Pick up the report on freeskier Dave Treadway's death in a crevasse near Whistler where it stops and continue it.

* **Document passage**
..........
Canadian professional freeskier Dave Treadway was killed Monday when he fell about 100 feet into a crevasse while skiing in the backcountry with a group of people in the mountains just north of Whistler, British Columbia.
Treadway, 34, died near Rhododendron Mountain, about 10 miles from where he lived in Pemberton, British Columbia, and 17 miles from Whistler. His death was announced on his website in a statement that called him “an incredible skier and a monumental human.”
Pemberton District Search and Rescue responded to an emergency call with a medical and extraction team, but was unable to save Treadway. “The extraction from the crevasse was a very technical operation for the team,” SAR Manager David MacKenzie said. “A second team from Whistler SAR was dispatched to provide assistance to the Pemberton team.”
Pulling Treadway from the crevasse took about an hour, according to Outside, and involved a 12-minute flight, a safety assessment and the construction of a rigging system involving 14 responders. MacKenzie noted that temperatures were nearing 60 degrees Monday and indicated that the crevasse could have been obscured by a snow bridge, typically formed by a snow drift, that was weakened by the sun and warmth.
..........
* **Extracted records**
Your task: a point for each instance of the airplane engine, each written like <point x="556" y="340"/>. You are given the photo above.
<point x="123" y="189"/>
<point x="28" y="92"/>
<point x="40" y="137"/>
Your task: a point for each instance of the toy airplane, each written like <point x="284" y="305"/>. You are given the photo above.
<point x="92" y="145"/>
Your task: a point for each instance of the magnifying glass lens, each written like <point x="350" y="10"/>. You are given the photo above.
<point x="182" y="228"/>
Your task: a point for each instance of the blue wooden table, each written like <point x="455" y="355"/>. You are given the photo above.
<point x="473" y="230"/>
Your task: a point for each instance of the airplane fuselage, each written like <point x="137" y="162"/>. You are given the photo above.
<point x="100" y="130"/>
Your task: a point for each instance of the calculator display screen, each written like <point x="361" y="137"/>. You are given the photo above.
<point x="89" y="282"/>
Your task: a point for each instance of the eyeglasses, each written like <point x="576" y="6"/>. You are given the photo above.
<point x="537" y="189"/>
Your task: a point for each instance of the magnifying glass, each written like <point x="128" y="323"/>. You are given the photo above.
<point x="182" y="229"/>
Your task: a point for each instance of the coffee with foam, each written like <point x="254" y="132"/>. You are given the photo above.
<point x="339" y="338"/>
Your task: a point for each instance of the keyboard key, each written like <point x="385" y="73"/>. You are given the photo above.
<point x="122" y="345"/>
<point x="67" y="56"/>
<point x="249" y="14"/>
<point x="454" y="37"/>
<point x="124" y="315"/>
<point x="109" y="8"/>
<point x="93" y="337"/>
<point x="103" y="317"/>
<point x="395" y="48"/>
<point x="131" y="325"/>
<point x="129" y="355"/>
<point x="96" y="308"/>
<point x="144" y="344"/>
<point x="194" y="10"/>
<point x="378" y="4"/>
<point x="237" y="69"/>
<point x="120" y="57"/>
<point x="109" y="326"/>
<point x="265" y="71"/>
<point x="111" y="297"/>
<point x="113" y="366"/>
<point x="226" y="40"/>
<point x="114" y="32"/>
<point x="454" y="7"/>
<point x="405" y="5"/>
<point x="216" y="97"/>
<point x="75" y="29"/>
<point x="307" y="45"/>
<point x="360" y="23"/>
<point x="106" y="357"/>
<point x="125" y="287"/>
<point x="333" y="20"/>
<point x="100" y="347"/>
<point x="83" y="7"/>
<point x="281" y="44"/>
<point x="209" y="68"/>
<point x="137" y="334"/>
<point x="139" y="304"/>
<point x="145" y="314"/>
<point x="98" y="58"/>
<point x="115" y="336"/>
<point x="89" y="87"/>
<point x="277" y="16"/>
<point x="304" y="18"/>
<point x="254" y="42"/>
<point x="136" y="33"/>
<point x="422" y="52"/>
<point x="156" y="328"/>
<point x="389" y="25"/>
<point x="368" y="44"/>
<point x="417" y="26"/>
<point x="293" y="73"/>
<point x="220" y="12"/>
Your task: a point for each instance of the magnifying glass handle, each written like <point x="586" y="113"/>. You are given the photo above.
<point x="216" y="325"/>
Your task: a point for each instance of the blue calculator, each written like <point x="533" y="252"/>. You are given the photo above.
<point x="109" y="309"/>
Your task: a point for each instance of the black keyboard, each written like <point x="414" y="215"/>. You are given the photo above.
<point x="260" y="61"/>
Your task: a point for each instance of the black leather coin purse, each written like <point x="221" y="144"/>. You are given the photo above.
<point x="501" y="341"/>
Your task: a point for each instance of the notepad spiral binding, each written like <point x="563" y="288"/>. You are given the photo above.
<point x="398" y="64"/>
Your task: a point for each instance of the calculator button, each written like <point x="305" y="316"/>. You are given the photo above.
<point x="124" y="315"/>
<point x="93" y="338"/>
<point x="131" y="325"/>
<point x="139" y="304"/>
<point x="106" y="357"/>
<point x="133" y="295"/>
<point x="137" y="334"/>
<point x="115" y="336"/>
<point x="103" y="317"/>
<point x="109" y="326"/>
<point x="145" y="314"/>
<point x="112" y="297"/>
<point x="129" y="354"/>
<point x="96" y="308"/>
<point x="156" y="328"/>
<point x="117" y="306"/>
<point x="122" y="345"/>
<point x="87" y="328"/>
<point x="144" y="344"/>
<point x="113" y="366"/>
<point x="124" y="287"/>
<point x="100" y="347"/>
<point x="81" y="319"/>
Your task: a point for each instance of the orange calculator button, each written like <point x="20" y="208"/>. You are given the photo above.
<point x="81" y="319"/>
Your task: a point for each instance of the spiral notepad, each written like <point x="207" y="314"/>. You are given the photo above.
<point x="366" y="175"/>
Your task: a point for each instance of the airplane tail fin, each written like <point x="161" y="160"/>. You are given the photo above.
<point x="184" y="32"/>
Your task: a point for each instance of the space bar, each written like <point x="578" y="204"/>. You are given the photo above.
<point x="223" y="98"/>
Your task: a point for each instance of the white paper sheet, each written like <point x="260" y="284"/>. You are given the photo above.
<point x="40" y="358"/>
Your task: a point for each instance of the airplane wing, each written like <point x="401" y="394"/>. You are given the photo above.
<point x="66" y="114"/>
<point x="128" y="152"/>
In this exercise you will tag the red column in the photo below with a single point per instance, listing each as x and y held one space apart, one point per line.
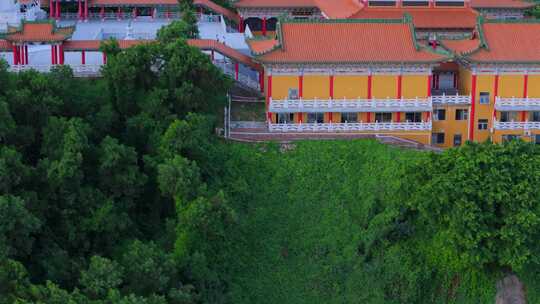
269 97
61 53
15 55
301 95
261 80
525 95
370 96
26 54
51 9
473 108
241 25
399 95
57 9
430 82
52 55
495 95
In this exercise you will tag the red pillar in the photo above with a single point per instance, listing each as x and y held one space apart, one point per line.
241 25
399 96
370 83
525 95
261 80
473 108
15 55
495 95
61 53
52 55
301 95
51 9
430 82
26 54
269 97
57 9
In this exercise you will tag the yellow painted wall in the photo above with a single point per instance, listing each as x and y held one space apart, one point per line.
350 87
413 86
484 83
316 86
511 85
384 86
282 84
450 126
533 87
465 81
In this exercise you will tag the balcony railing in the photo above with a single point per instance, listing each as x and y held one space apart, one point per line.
79 70
516 125
451 99
517 104
350 105
350 127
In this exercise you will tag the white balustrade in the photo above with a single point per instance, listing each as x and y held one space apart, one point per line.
517 104
350 105
350 127
79 70
451 99
517 125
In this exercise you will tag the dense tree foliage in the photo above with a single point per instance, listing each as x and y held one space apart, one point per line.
115 190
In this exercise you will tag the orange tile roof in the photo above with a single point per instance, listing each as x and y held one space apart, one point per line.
5 45
432 18
461 46
275 3
347 41
38 32
501 4
133 2
509 42
93 45
209 44
338 9
262 46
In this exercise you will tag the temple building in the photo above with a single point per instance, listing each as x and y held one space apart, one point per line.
502 9
320 78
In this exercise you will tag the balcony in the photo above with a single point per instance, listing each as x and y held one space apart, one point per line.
350 105
451 99
350 127
517 104
517 125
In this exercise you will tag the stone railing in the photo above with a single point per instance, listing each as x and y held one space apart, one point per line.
451 99
517 104
350 105
350 127
79 70
516 125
..........
* **Answer to the exercise**
“It was just an unfortunate incident going through unknown terrain,” MacKenzie told Pique. “There are crevasses all over the backcountry and in the glacial area. Various ones may have an ice bridge over them or something, and some of them can be sight unseen.”
Earlier this month, Treadway had written on Facebook that he was undeterred by the warming temperatures.
“Don’t let a bit of warm weather trick you into hanging up your skis. Fine, go for a peddle if you’re really that excited about it. But the snow’s great up high right now, the crowds are thin, and the days are long. GO SKIING !!!!”
Freeskiing is a combination of freestyle skiing and snowboarding and has been part of the freestyle skiing program at the Winter Olympics since 2014. It consists of three major disciplines: halfpipe, slopestyle and skicross.
Treadway is survived by his wife, Tessa, who is pregnant, and the couple’s two sons. Tessa Treadway is also a freeskier and told Outside last year that the family had been living in their camper the last three years, traveling the West and finding success in promoting their sport. “Lots of different companies want us on their team to promote skiing as a family,” she told Outside. “We’ve carved out a new market for ourselves.”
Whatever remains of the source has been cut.